— WHAT IS ASKED —
- a) Can you copy the passage on dolomitization and reservoir properties word for word, from "Figure 22 presents" to "or elevated porosity."?
- b) Would you continue the passage on porosity, grain size and reservoir quality from its last sentence?

— READING PASSAGE —

——

Figure 22 presents the results of the comparison of reservoir properties, in which marker size reflects dolomite content determined by carbonate analysis. Dolomitization was found to be predominantly confined to the domain of poor storage and flow properties. Samples with defects and elevated porosity generally contain no dolomite or only minor amounts of it, which allows dolomitization to be regarded as a possible indicator of deteriorated reservoir quality. Consequently, in the studied dataset, increased dolomitization is associated with poorer reservoir properties, whereas low dolomite content is not, in itself, a sufficient condition for the development of pronounced fracturing or elevated porosity.
To clarify the nature of the elevated porosity, the porosity-permeability relationship was analyzed by varying marker size according to the grain-size composition derived from granulometric data. It should be taken into account that carbonate-rich lithologies tend to be abraded into fine powder during sample preparation, which leads to their concentration in the fine-grained fraction.
Figure 23 illustrates the relationship between storage and flow properties for samples belonging to different grain-size fractions. Samples corresponding to the coarsest fraction were found to be predominantly concentrated within the domain of minimum reservoir quality. As particle size decreases, which in the original plots was reflected by changes in marker size, samples with elevated porosity begin to appear, together with samples characterized by defects. The generalized analysis presented in the figure 23 shows that samples with elevated porosity are associated with a predominance of fine-grained material, up to the pelitic fraction. This indicates that the observed enhanced porosity is controlled mainly by the development of fine pore space, corresponding to low storage and flow properties and, most likely, to unfavorable reservoir characteristics in the geological past.

——

— DATASET CONTENT —
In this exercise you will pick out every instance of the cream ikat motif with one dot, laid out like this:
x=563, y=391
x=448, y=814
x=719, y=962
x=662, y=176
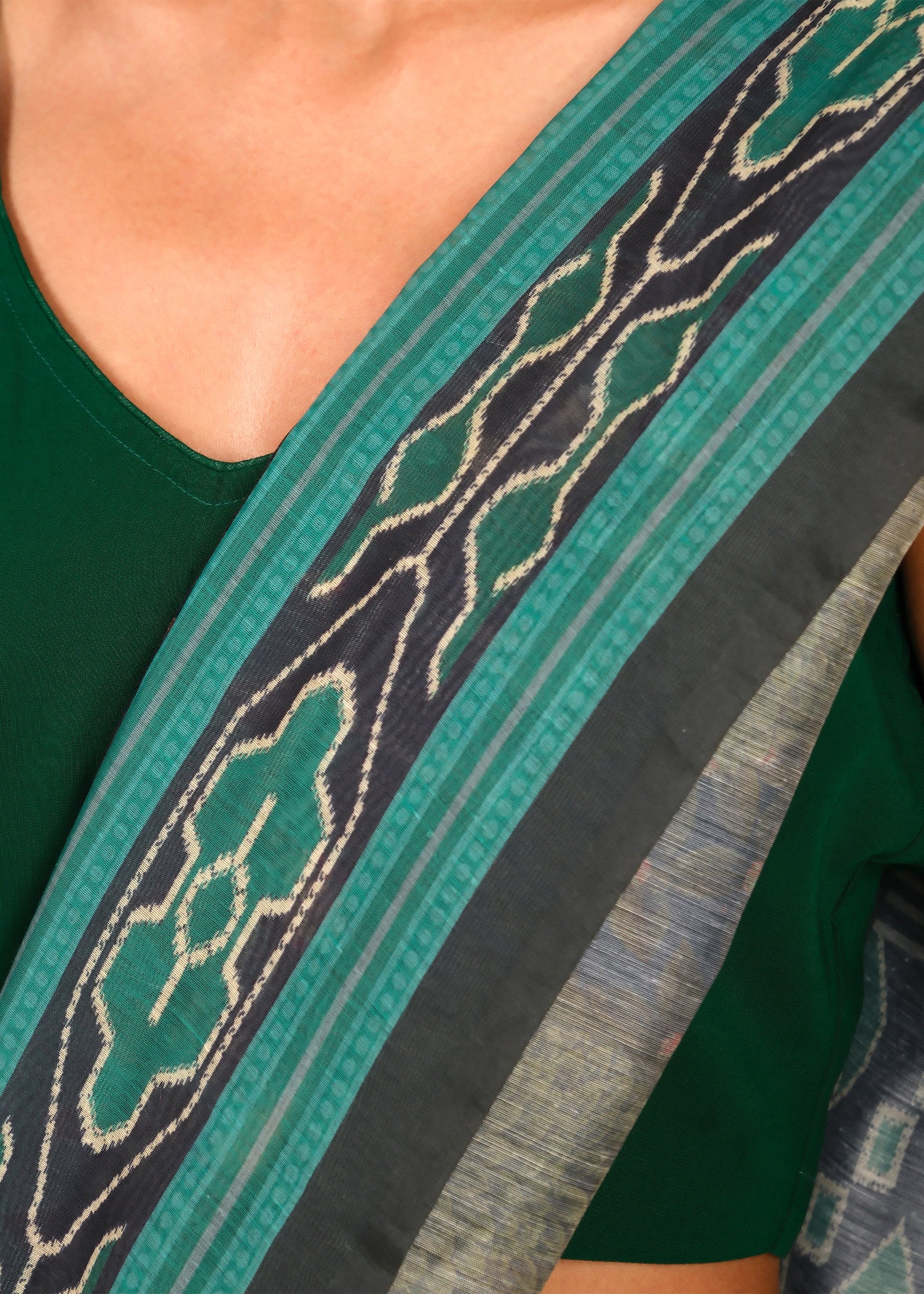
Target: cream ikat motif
x=231, y=878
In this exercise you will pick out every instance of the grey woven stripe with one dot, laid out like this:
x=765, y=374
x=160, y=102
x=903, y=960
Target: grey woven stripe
x=528, y=1175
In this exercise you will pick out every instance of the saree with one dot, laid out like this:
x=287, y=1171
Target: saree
x=341, y=981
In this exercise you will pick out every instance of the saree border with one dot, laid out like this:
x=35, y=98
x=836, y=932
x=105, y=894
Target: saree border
x=822, y=503
x=573, y=1099
x=447, y=310
x=826, y=306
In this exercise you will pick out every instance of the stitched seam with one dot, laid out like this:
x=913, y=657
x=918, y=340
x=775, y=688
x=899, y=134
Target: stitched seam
x=90, y=413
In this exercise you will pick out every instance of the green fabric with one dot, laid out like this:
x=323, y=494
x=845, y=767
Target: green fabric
x=105, y=522
x=723, y=1160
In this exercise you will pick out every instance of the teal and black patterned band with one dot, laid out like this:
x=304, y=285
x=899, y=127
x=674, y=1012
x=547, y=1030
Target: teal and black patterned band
x=461, y=660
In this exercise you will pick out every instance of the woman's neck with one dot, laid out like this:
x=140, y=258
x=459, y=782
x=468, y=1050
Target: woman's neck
x=219, y=199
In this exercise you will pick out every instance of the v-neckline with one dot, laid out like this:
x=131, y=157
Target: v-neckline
x=575, y=108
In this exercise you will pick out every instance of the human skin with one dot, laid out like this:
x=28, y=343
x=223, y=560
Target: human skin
x=220, y=197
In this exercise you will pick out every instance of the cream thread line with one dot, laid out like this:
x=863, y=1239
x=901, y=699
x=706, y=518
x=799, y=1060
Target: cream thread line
x=180, y=807
x=548, y=470
x=342, y=682
x=109, y=1239
x=39, y=1248
x=745, y=166
x=475, y=430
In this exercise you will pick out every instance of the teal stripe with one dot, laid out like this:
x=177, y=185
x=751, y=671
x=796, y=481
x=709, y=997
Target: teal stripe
x=712, y=447
x=584, y=154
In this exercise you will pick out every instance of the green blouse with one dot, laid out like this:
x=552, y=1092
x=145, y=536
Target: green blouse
x=106, y=522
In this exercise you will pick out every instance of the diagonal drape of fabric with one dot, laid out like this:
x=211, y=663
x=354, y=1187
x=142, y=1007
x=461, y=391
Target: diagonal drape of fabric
x=459, y=664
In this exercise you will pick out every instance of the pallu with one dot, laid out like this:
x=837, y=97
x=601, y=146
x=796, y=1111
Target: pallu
x=341, y=982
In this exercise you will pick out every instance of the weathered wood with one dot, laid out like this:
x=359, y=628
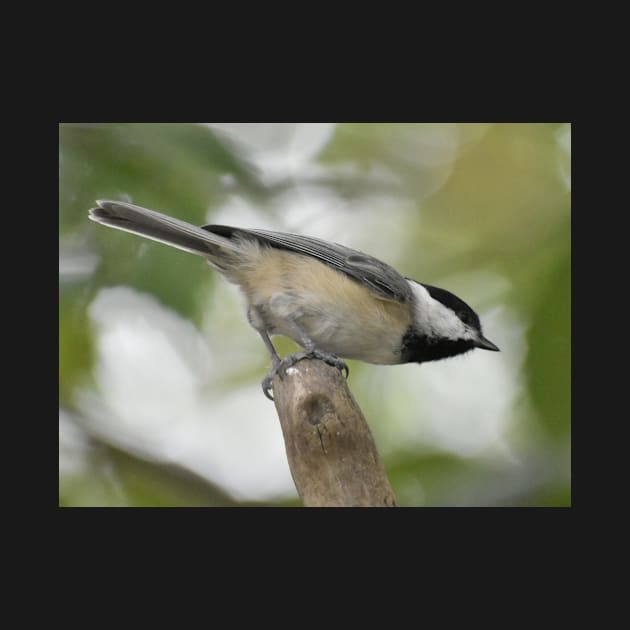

——

— ANSWERS TO THE EXERCISES —
- a)
Figure 22 presents the results of the comparison of reservoir properties, in which marker size reflects dolomite content determined by carbonate analysis. Dolomitization was found to be predominantly confined to the domain of poor storage and flow properties. Samples with defects and elevated porosity generally contain no dolomite or only minor amounts of it, which allows dolomitization to be regarded as a possible indicator of deteriorated reservoir quality. Consequently, in the studied dataset, increased dolomitization is associated with poorer reservoir properties, whereas low dolomite content is not, in itself, a sufficient condition for the development of pronounced fracturing or elevated porosity.

- b)
The low carbonate content of such samples is apparently related to the fact that the circulation of formation waters and deep-seated solutions occurred predominantly through zones of elevated permeability, which led to mineralization and reduction of the original pore space, mainly through the precipitation of carbonate minerals.
Additional support for this interpretation is provided by the results of acid treatment using a mixture of hydrochloric and acetic acids: for well 1136, permeability increased by factors of 4458 and 5638 (Table 2), indicating a substantial potential for dissolution of mineralized pore space.
Despite the high efficiency of hydrochloric-acid treatments, their application at the present stage appears to be associated with elevated risks and limited technological feasibility.
First, the solutions have relatively high density and, under the action of gravity, tend to drain downward, forming conductive channels, which may lead to accelerated water inflow and premature water breakthrough.
Second, the absence of confirmed reservoir properties of the matrix, according to laboratory studies, calls into question the effectiveness of acid injection into the matrix portion of the rocks and, accordingly, its practical justification.
It is recommended that the development strategy should focus on ensuring that a single well intersects the maximum possible number of fractures. At present, two principal approaches are being considered.
The first is hydraulic fracturing, which, however, is associated with the risk of enhancing hydrodynamic communication with water-saturated zones and, consequently, accelerating water breakthrough. In addition, the high degree of fracturing of the rock mass increases the probability of premature termination of the operation (screenout).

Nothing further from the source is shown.